# Text excerpt
Start

I'm just saying I see a lot of durins cracking and leaking oil latelly. Do they have good quality construction? I dont know. I'm not interested in buying one anyway.


----------



## Upandatem (Apr 11, 2004)

sergio_pt said:


> I'm just saying I see a lot of durins cracking and leaking oil latelly. Do they have good quality construction? I dont know. I'm not interested in buying one anyway.


I'm sorry sergio but you got to bring more to the table than that. You gave two examples, both of which don't have any indication of being the fault of the fork. Unless you provide more examples, you're not in any position to say you "see a lot of durins cracking". As fork failure is an extremely dangerous scenario I'm sure if there was as great a problem as you indicate, there would be a recall. I'm yet to hear of one.


----------



## sergio_pt (Jan 29, 2007)

For its more than enough what I've read here about the forks. I'll pass thanks.


----------



## KERKOVEJ (Jan 23, 2004)

The Durin SL I got back in late mid-July of this year is still kick'n (see first post in this thread). Here is a little video from the non-SL Durin from the other day.


----------



## Broccoli (Jun 11, 2008)

sergio_pt said:


> For its more than enough what I've read here about the forks. I'll pass thanks.


I am eagerly waiting for new information. I have now got two Magura's (not the weight weenie types though - Wotan and Laurin), and I keep attention to the chatter on the net, and I yet to hear any durability issues. I have been on Fox for a while, and I have seen many reports of them breaking - this does happen - but most had been due to abuse by users.

The cracked arch one seems to be from a QR tab breaking off and then the arch beeing slammed into wheel. Could be be an overtightened QR? (Not that it should be possible to break a QR mount like that) Another reason to use a bolt-on and have a clicker wrench always handy in the car..

But I strongly suspect it is baseless FUD, or just straight up BS.


----------



## rkj__ (Feb 29, 2004)

KERKOVEJ said:


> The Durin SL I got back in late mid-July of this year is still kick'n (see first post in this thread). Here is a little video from the non-SL Durin from the other day.


cool video.


----------



## rockyuphill (Nov 28, 2004)

KERKOVEJ said:


> The Durin SL I got back in late mid-July of this year is still kick'n (see first post in this thread). Here is a little video from the non-SL Durin from the other day.

End

# Extracted material

Start

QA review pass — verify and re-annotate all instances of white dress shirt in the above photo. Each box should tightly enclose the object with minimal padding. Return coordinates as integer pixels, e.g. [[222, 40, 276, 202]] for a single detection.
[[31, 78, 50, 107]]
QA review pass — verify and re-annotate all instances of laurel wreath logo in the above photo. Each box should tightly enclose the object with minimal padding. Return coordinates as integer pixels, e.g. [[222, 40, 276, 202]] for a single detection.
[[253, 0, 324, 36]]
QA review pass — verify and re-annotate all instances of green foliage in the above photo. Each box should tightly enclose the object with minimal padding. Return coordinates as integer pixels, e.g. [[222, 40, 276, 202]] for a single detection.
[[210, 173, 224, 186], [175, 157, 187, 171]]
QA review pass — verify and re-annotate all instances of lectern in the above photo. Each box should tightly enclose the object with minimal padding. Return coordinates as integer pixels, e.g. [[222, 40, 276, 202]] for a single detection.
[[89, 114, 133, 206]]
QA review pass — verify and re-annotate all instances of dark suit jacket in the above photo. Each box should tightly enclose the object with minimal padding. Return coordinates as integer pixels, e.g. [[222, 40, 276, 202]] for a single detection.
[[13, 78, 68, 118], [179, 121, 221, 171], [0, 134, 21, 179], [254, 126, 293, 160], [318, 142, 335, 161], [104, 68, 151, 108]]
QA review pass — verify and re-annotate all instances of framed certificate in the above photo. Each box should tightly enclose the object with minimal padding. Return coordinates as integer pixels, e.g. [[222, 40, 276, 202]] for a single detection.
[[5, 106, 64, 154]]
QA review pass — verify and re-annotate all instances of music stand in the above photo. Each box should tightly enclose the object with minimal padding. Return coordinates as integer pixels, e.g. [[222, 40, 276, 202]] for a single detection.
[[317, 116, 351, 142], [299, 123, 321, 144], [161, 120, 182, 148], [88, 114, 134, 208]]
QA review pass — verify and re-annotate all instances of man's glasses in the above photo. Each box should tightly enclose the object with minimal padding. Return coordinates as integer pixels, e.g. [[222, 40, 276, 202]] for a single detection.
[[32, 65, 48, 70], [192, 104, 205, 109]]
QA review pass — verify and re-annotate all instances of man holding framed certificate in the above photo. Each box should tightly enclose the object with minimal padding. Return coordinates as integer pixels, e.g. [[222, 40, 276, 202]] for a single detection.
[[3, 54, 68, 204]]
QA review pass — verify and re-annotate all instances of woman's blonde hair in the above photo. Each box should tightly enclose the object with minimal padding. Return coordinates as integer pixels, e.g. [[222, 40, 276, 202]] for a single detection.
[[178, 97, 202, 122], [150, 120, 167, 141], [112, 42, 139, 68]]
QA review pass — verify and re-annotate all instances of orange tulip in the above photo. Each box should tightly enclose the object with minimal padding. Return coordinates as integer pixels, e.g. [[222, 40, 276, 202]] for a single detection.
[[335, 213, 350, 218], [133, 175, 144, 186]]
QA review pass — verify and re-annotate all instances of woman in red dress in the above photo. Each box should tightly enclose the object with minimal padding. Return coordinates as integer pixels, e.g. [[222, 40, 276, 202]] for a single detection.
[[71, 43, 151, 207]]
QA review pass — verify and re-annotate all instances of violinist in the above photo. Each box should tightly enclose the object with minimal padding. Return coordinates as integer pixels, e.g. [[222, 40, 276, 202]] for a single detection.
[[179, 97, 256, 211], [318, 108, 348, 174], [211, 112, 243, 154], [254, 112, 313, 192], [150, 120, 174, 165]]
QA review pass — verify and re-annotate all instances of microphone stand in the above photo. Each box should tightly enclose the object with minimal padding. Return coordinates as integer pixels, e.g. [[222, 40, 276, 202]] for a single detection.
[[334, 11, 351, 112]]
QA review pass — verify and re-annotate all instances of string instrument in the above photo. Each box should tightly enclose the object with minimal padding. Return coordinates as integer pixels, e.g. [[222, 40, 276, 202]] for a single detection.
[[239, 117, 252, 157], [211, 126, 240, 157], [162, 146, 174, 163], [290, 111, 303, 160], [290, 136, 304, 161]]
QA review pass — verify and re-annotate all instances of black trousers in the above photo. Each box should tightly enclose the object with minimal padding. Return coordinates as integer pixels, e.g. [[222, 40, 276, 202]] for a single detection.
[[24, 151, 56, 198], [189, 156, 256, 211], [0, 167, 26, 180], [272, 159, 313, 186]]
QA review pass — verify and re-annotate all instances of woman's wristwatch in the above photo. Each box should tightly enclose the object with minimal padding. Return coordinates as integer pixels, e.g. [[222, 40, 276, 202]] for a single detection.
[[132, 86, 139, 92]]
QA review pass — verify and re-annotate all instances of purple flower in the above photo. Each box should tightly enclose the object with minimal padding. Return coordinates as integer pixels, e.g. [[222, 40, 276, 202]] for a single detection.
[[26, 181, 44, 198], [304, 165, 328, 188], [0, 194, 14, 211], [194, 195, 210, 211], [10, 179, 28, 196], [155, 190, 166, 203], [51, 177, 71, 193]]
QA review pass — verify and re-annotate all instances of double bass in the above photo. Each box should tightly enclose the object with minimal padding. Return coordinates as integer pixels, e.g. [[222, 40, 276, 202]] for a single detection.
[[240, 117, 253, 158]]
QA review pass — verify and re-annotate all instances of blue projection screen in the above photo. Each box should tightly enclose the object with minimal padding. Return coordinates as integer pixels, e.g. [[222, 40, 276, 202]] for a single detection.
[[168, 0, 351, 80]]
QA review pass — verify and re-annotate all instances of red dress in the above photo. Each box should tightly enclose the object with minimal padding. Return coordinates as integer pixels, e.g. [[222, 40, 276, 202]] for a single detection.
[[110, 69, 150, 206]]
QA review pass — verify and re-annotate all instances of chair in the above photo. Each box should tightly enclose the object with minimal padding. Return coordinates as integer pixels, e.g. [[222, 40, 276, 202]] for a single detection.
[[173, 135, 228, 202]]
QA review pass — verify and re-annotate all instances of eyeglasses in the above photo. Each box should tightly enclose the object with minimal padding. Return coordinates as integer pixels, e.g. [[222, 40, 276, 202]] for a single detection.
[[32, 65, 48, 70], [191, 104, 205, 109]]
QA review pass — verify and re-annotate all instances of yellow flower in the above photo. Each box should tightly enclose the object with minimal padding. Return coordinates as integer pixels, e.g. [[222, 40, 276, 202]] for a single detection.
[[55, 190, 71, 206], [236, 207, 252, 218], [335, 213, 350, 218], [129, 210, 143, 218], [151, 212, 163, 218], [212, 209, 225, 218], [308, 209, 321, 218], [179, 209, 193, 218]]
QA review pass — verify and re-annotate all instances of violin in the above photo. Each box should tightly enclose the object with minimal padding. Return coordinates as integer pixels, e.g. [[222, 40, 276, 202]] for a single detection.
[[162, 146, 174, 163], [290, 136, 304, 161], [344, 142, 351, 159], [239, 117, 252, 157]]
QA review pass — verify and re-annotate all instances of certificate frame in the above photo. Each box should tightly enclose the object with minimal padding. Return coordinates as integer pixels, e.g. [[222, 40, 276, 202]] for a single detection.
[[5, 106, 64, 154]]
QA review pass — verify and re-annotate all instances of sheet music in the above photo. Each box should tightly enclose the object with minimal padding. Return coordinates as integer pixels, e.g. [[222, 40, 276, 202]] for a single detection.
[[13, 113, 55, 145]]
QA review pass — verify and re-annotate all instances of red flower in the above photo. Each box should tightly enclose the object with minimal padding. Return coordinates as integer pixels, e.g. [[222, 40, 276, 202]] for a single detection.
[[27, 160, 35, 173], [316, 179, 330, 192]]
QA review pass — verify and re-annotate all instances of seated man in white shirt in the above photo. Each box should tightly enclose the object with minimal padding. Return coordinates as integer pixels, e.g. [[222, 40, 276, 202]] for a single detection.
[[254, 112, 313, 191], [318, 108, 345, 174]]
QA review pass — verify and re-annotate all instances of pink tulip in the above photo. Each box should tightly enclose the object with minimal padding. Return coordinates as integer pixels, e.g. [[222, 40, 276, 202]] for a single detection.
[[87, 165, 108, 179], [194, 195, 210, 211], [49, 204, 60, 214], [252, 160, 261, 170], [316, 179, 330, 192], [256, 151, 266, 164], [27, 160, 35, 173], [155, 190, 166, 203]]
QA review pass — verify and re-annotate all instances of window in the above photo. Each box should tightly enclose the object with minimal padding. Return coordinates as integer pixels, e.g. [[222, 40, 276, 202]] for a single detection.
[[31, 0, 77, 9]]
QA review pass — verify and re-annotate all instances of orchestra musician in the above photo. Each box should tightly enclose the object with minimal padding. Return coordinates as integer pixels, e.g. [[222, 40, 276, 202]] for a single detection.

End

# Instructions
1 - In the Durin fork thread, which two Magura fork models does Broccoli say they own?
2 - Write out the passage of the Durin fork thread starting with "## Broccoli (Jun" and going on through "abuse by users.".
Work from the Durin fork thread alone, not from the data.

# Answers to each task
1 - The Wotan and the Laurin.

2 -
## Broccoli (Jun 11, 2008)

sergio_pt said:


> For its more than enough what I've read here about the forks. I'll pass thanks.


I am eagerly waiting for new information. I have now got two Magura's (not the weight weenie types though - Wotan and Laurin), and I keep attention to the chatter on the net, and I yet to hear any durability issues. I have been on Fox for a while, and I have seen many reports of them breaking - this does happen - but most had been due to abuse by users.